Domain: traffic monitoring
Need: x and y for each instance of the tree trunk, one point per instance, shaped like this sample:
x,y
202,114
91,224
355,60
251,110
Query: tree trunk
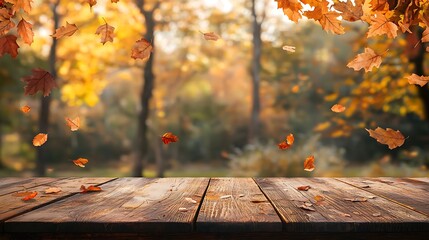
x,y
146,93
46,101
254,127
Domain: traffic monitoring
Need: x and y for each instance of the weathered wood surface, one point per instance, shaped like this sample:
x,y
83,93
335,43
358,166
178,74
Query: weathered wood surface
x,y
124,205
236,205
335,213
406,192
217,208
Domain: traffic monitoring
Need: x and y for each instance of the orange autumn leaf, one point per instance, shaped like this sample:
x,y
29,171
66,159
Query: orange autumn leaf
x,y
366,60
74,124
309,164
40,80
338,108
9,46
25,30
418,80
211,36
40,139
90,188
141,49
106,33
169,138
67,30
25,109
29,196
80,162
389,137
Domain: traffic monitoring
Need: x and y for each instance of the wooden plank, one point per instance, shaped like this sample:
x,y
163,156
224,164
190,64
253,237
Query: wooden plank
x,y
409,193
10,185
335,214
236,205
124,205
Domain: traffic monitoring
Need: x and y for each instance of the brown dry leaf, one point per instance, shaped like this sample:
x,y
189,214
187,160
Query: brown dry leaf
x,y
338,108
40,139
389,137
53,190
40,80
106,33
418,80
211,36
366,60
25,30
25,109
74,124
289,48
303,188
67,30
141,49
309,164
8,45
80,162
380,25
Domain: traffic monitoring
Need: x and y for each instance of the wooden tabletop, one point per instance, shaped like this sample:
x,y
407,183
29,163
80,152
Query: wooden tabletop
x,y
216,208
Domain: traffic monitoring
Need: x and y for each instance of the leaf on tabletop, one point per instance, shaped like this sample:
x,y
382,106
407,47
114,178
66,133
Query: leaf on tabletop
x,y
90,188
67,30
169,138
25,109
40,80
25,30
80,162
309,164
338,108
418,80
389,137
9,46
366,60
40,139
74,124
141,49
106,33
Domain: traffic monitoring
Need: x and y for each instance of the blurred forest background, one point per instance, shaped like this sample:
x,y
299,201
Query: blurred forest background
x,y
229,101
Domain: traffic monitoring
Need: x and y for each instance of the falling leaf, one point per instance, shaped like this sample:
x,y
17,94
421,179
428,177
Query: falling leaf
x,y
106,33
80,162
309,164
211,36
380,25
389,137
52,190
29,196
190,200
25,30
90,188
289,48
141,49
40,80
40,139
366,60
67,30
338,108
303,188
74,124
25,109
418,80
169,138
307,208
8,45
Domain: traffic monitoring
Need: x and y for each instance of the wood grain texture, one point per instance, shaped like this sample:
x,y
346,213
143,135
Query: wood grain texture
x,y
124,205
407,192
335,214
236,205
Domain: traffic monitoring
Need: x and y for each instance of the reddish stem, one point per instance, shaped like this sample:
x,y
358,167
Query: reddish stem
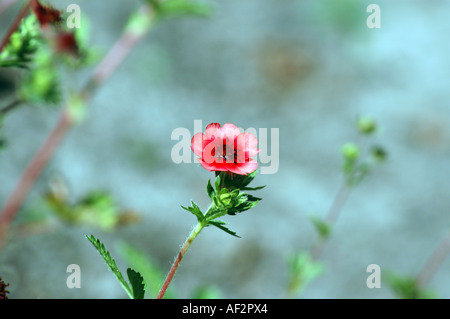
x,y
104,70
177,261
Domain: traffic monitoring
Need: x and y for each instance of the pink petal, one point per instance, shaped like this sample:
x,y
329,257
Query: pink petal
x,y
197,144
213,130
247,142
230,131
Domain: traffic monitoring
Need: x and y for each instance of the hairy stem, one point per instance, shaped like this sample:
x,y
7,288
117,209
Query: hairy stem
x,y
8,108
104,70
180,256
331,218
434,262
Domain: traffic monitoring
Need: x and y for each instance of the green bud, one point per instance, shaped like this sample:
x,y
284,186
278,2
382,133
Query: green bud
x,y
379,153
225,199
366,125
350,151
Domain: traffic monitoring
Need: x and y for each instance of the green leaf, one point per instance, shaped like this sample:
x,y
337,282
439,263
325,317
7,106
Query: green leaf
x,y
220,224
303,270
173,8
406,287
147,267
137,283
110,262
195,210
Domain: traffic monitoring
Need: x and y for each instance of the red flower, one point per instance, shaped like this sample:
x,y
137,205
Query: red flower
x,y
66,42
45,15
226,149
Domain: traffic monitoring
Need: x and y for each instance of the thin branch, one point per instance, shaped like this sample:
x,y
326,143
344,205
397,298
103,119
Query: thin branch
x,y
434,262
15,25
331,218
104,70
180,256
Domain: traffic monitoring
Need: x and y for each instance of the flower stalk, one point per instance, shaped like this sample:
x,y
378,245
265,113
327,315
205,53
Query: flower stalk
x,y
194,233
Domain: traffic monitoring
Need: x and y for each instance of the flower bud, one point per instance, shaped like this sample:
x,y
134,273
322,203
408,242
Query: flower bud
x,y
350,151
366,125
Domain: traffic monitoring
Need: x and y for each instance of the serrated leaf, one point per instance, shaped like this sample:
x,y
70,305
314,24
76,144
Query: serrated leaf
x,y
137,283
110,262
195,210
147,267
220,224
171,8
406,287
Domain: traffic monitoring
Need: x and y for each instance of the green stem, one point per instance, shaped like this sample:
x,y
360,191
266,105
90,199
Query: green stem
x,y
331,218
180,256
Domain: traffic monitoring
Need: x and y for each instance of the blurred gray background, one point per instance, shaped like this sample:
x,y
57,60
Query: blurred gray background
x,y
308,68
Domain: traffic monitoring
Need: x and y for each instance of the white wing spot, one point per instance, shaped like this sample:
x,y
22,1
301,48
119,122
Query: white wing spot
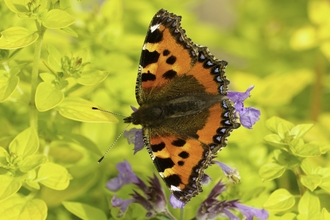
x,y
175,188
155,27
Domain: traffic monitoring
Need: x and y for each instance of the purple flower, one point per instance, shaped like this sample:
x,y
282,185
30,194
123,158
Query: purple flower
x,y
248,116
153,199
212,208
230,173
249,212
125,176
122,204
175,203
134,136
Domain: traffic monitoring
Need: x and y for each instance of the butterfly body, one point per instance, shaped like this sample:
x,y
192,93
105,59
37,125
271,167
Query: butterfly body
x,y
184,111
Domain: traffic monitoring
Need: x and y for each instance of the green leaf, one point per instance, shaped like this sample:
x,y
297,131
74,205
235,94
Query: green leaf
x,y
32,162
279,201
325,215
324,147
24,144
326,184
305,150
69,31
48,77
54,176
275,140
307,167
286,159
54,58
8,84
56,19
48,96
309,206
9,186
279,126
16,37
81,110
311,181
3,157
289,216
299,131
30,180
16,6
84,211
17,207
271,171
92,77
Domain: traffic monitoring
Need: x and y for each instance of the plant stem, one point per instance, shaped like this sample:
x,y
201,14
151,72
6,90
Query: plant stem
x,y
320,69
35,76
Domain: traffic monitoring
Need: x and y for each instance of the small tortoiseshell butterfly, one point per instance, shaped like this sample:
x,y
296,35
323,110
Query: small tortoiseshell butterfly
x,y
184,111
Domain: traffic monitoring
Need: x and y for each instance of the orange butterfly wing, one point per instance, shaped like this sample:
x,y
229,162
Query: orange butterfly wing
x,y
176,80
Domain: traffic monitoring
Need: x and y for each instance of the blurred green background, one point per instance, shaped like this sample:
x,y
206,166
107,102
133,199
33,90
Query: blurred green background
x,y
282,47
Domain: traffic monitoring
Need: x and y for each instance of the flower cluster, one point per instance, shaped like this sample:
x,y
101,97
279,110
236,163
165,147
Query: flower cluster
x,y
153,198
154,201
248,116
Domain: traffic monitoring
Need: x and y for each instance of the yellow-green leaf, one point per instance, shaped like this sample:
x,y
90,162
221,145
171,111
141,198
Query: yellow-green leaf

══════════

Exactly repeat the data above; the pictures do not belong in your copy.

Domain: traffic monitoring
Need: x and y for each instance of the tree trunk, one point per instance, shaped like this sample:
x,y
202,114
91,224
355,60
251,110
Query: tree trunk
x,y
146,93
46,101
254,127
Domain: traffic monitoring
Need: x and y for each instance of the weathered wood surface, one point per instance, shaped like this sample:
x,y
83,93
335,43
358,166
178,74
Query: weathered wood surface
x,y
124,205
236,205
335,213
406,192
217,208
Domain: traffic monitoring
Need: x and y for each instance of the orange autumn leaf, one point per instance, shaped like this sample:
x,y
29,171
66,159
Query: orange autumn leaf
x,y
366,60
74,124
309,164
40,80
338,108
9,46
25,30
418,80
211,36
40,139
90,188
141,49
106,33
169,138
67,30
25,109
29,196
80,162
389,137
Domain: traffic monitoring
Need: x and y for each instance of the wooden plank, one point per instance, shaped like this sample:
x,y
163,156
224,164
190,64
253,237
Query: wooden plank
x,y
409,193
10,185
335,214
236,205
124,205
Domain: traffic monitoring
Need: x and y for each instance of the brown dry leaf, one point per instance, shaped like this sample:
x,y
189,214
187,160
Query: brown dry leaf
x,y
338,108
40,139
389,137
53,190
40,80
106,33
418,80
211,36
366,60
25,30
25,109
74,124
289,48
303,188
67,30
141,49
309,164
8,45
80,162
380,25
Domain: traffic monitoring
Need: x and y for each instance of the wooden tabletop, one point per instance, shaped like this sample:
x,y
407,183
29,163
80,152
Query: wooden tabletop
x,y
216,208
Domain: traffic monitoring
Need: x and y for each instance of the leaf on tabletop, one point per instance, shaped like this sample:
x,y
382,106
407,47
114,178
66,133
Query: leaf on tabletop
x,y
90,188
67,30
169,138
25,109
40,80
25,30
80,162
309,164
338,108
418,80
389,137
9,46
366,60
40,139
74,124
141,49
106,33
Domain: traffic monitoring
Need: x and y for each instance of the blurred forest background, one point per instance, shaped like this sample:
x,y
299,201
Query: blurred forest background
x,y
229,101
Domain: traffic monitoring
Need: x and y for each instance of the falling leaf, one point per instance, shaped like this sample:
x,y
17,94
421,179
428,177
Query: falling leaf
x,y
106,33
80,162
309,164
211,36
380,25
389,137
52,190
29,196
190,200
25,30
90,188
289,48
141,49
40,80
40,139
366,60
67,30
338,108
303,188
74,124
25,109
418,80
169,138
307,208
8,45
Domain: traffic monitoring
Need: x and y for each instance of the wood grain texture, one point per instance, shaped like this sample:
x,y
346,213
143,135
Query: wood grain texture
x,y
124,205
407,192
335,214
236,205
Domain: traffic monitoring
Need: x and y for each instance of the reddish stem, one point per instance, shaped like this sample:
x,y
358,167
Query: reddish stem
x,y
104,70
177,261
Domain: traffic monitoring
Need: x and y for each instance of the pink petal, one point per instance, shaped like this sample:
x,y
329,257
Query: pink petal
x,y
197,144
213,130
247,142
230,131
Domain: traffic monitoring
Need: x and y for each instance of the hairy stem, one point per instance, shaped like this sample:
x,y
7,288
117,209
Query: hairy stem
x,y
8,108
104,70
180,256
331,218
434,262
Domain: traffic monitoring
Need: x and y for each instance of the green bud, one point per instance, shaped like this sample:
x,y
284,186
278,2
382,133
Query: green bud
x,y
379,153
225,199
366,125
350,151
Domain: traffic monitoring
Need: x and y for each instance of the green leaf, one point per instance, shaped like this sample:
x,y
337,282
439,263
325,317
7,106
Query: green leaf
x,y
220,224
303,270
173,8
406,287
147,267
137,283
110,262
195,210
Domain: traffic monitoring
Need: x and y for each instance of the red flower, one point per instance, shaped like this sample:
x,y
137,205
Query: red flower
x,y
66,42
45,15
226,149
Domain: traffic monitoring
Need: x and y for each instance of the thin branch, one point per instance, shaped like this sample:
x,y
326,143
344,205
397,298
103,119
Query: thin branch
x,y
434,262
15,25
331,218
104,70
180,256
Domain: traffic monitoring
Need: x and y for each instance of the flower stalk, one point per instance, shaped like this sample:
x,y
378,245
265,113
327,315
205,53
Query: flower stalk
x,y
194,233
Domain: traffic monitoring
Need: x and y for each instance of the flower bud, one point per instance, shaped like this sample:
x,y
134,273
322,203
408,242
Query: flower bud
x,y
350,151
366,125
Domain: traffic monitoring
Need: x and y for each instance of the serrated leaf, one point per instance, shaped like this sample:
x,y
70,305
314,24
76,144
Query: serrated leaf
x,y
137,283
110,262
195,210
147,267
220,224
171,8
406,287
Domain: traffic monitoring
Need: x and y for each instance of the green stem, one point per instance, shaped like this sample:
x,y
360,191
266,105
90,199
Query: green stem
x,y
331,218
180,256
Domain: traffic monitoring
Need: x and y for each instance of the blurred gray background, one point per instance, shaped like this sample:
x,y
57,60
Query: blurred gray background
x,y
308,68
Domain: traffic monitoring
Need: x and y for each instance of the white wing spot, one point per instance, shaped like this sample:
x,y
22,1
301,48
119,122
Query: white wing spot
x,y
175,188
155,27
Domain: traffic monitoring
Need: x and y for each instance of the purple flower, one point per instance, shaped like this sample:
x,y
282,185
30,194
123,158
Query: purple flower
x,y
248,116
153,199
212,208
230,173
249,212
125,176
122,204
175,203
134,136
Domain: traffic monitoring
Need: x and y for each instance of the butterfly body, one point per instance, shaped like this sample:
x,y
192,93
105,59
37,125
271,167
Query: butterfly body
x,y
184,111
Domain: traffic monitoring
Need: x and y for each instance of the green leaf, one point per instance, shaped like this sample:
x,y
297,131
74,205
235,94
Query: green leaf
x,y
32,162
279,201
325,215
324,147
24,144
326,184
305,150
69,31
48,77
54,176
275,140
307,167
286,159
54,58
8,84
56,19
48,96
309,206
9,186
279,126
16,37
81,110
311,181
3,157
289,216
299,131
30,180
16,6
84,211
17,207
271,171
92,77
Domain: traffic monitoring
Need: x and y for each instance of the plant stem, one point per instance, shaped like this sample:
x,y
201,14
151,72
6,90
Query: plant stem
x,y
320,69
35,76
Domain: traffic monitoring
Need: x and y for each instance of the small tortoiseshell butterfly, one point per instance, shaped like this sample:
x,y
296,35
323,110
Query: small tortoiseshell butterfly
x,y
184,111
Domain: traffic monitoring
Need: x and y for each instance of the orange butterfly wing, one point per instance, shaped like this sample:
x,y
229,162
Query: orange butterfly wing
x,y
176,80
Domain: traffic monitoring
Need: x and y for each instance of the blurred green background, one point per instance, shaped like this sample:
x,y
206,166
107,102
133,199
33,90
Query: blurred green background
x,y
282,47
Domain: traffic monitoring
Need: x and y for each instance of the flower cluster, one point per instance, shaped like this sample:
x,y
101,97
279,110
236,163
165,147
Query: flower cluster
x,y
153,198
154,201
248,116
Domain: traffic monitoring
Need: x and y for each instance of the yellow-green leaf, one point per instance, shaped like this sample:
x,y
90,162
221,145
171,111
141,198
Query: yellow-green leaf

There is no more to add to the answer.